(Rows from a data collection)
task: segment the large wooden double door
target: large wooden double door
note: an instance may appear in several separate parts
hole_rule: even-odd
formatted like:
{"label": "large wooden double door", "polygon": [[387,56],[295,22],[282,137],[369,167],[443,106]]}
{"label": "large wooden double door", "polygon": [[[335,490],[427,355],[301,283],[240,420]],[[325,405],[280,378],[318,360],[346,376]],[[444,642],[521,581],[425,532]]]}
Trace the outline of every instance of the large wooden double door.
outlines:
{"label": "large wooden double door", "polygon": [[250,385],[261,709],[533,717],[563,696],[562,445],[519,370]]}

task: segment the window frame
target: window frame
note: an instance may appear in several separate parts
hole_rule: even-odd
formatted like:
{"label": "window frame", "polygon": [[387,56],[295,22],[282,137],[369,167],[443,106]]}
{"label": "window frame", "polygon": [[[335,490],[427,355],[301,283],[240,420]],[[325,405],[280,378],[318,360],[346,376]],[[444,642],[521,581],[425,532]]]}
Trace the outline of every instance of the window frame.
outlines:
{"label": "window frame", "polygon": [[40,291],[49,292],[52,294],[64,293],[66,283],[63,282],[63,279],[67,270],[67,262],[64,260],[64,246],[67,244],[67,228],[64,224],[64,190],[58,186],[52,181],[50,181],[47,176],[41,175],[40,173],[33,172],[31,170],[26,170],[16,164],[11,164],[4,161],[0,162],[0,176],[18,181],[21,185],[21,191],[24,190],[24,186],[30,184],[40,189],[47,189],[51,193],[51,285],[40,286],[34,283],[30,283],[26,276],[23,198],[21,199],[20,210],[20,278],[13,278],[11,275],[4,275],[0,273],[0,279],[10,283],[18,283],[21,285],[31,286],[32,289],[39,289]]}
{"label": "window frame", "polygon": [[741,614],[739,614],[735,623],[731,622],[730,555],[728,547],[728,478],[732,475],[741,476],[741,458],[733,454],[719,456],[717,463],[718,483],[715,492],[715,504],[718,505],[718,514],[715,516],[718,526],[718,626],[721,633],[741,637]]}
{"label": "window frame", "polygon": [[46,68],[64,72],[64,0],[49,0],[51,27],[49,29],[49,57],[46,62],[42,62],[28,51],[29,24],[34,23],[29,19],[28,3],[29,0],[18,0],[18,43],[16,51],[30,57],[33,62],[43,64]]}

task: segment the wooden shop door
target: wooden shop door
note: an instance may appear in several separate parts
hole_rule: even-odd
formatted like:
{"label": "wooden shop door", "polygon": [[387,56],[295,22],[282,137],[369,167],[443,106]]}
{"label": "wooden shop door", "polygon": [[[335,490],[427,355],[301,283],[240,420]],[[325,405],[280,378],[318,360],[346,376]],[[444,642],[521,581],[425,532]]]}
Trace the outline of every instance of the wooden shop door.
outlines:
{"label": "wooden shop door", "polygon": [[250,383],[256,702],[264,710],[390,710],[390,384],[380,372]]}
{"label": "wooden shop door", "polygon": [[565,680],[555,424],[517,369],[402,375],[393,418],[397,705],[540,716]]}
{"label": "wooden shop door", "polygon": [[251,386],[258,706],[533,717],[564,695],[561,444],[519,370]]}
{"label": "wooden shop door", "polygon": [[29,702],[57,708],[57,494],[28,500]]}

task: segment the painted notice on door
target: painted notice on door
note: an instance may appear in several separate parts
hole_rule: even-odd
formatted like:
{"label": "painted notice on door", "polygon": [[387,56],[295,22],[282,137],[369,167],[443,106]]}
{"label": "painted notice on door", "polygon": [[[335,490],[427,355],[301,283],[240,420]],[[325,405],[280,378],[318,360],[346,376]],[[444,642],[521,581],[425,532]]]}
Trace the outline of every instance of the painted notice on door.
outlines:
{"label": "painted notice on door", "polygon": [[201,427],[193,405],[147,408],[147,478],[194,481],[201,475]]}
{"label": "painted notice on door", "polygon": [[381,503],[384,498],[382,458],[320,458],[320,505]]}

▶ **What is needed**: Copy out all of the rows above, swapping every "hole_rule" for "fill_rule" and leaving everything else as it is.

▶ **Correct answer**:
task: segment the large wooden double door
target: large wooden double door
note: an instance may appear in several separate parts
fill_rule: even-odd
formatted like:
{"label": "large wooden double door", "polygon": [[387,56],[295,22],[282,137],[369,167],[443,106]]}
{"label": "large wooden double door", "polygon": [[[335,490],[427,355],[301,283],[240,420]],[[325,405],[280,378],[318,360],[346,376]],[[444,642],[521,581],[425,532]]]}
Trace the outline of every instance of the large wooden double door.
outlines:
{"label": "large wooden double door", "polygon": [[250,385],[261,709],[533,717],[563,696],[562,445],[519,370]]}

task: segment the window frame
target: window frame
note: an instance may appear in several separate parts
fill_rule: even-odd
formatted like:
{"label": "window frame", "polygon": [[387,56],[295,22],[282,137],[369,167],[443,106]]}
{"label": "window frame", "polygon": [[[335,490],[427,355],[301,283],[240,420]],[[325,405],[280,378],[318,360],[346,376]],[[444,642],[521,581],[425,532]]]}
Trace the outline of every instance of the window frame.
outlines:
{"label": "window frame", "polygon": [[40,291],[49,292],[52,294],[64,293],[66,283],[63,282],[63,279],[67,270],[67,262],[64,260],[64,246],[67,244],[67,228],[64,224],[64,190],[58,186],[52,181],[50,181],[47,176],[41,175],[40,173],[33,172],[31,170],[26,170],[16,164],[11,164],[4,161],[0,162],[0,176],[18,181],[21,185],[21,191],[24,190],[24,186],[30,184],[40,189],[47,189],[51,193],[51,285],[40,286],[34,283],[30,283],[26,276],[23,198],[21,199],[20,210],[20,278],[13,278],[11,275],[4,275],[0,273],[0,279],[10,283],[18,283],[21,285],[31,286],[32,289],[39,289]]}
{"label": "window frame", "polygon": [[741,614],[739,614],[735,623],[731,622],[730,555],[728,547],[728,478],[732,475],[741,476],[741,458],[733,454],[719,456],[717,463],[718,483],[715,492],[715,504],[718,505],[718,514],[715,516],[718,526],[718,626],[721,633],[741,637]]}
{"label": "window frame", "polygon": [[46,68],[64,72],[64,0],[49,0],[51,27],[49,29],[49,57],[46,62],[42,62],[28,51],[29,24],[34,23],[29,19],[28,3],[29,0],[18,0],[18,43],[16,51],[30,57],[33,62],[43,64]]}

task: segment the wooden shop door
target: wooden shop door
note: an instance may appear in several separate parts
fill_rule: even-odd
formatted like:
{"label": "wooden shop door", "polygon": [[387,56],[295,22],[282,137],[369,167],[443,106]]}
{"label": "wooden shop door", "polygon": [[[335,490],[427,355],[301,283],[240,420]],[[325,405],[280,378],[318,360],[346,376]],[[444,642],[521,581],[425,532]]]}
Trace the outline of every instance of the wooden shop door.
outlines:
{"label": "wooden shop door", "polygon": [[250,383],[256,702],[264,710],[390,710],[390,384],[380,372]]}
{"label": "wooden shop door", "polygon": [[565,680],[555,424],[517,369],[402,375],[393,418],[397,705],[540,716]]}
{"label": "wooden shop door", "polygon": [[251,386],[258,706],[533,717],[564,695],[561,444],[519,370]]}
{"label": "wooden shop door", "polygon": [[29,702],[57,708],[57,494],[28,500]]}

task: segment the painted notice on door
target: painted notice on door
note: an instance may appear in several separate parts
fill_rule: even-odd
formatted like:
{"label": "painted notice on door", "polygon": [[387,56],[295,22],[282,137],[369,167],[443,106]]}
{"label": "painted notice on door", "polygon": [[[335,490],[427,355],[301,283],[240,420]],[[325,405],[280,378],[318,360],[346,376]],[[444,642],[521,581],[425,532]]]}
Trace the outline of every instance of the painted notice on door.
outlines:
{"label": "painted notice on door", "polygon": [[201,427],[193,405],[147,408],[147,478],[194,481],[201,475]]}
{"label": "painted notice on door", "polygon": [[381,503],[384,498],[382,458],[320,458],[320,505]]}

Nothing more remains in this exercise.